** Written request **
Move every answer point by adding 92 to both its x and y coordinates, then rewrite the whole listing below, requests and all, with the new values.

─── Dataset excerpts ───

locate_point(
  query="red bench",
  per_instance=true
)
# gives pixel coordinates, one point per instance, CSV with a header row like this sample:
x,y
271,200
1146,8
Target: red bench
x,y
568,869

───

** Response to this exercise **
locate_point(
  query="red bench",
  per_instance=true
)
# gives pixel coordinates, one point per instance, CSV with a header row like this sample:
x,y
271,200
1146,8
Target: red bench
x,y
660,961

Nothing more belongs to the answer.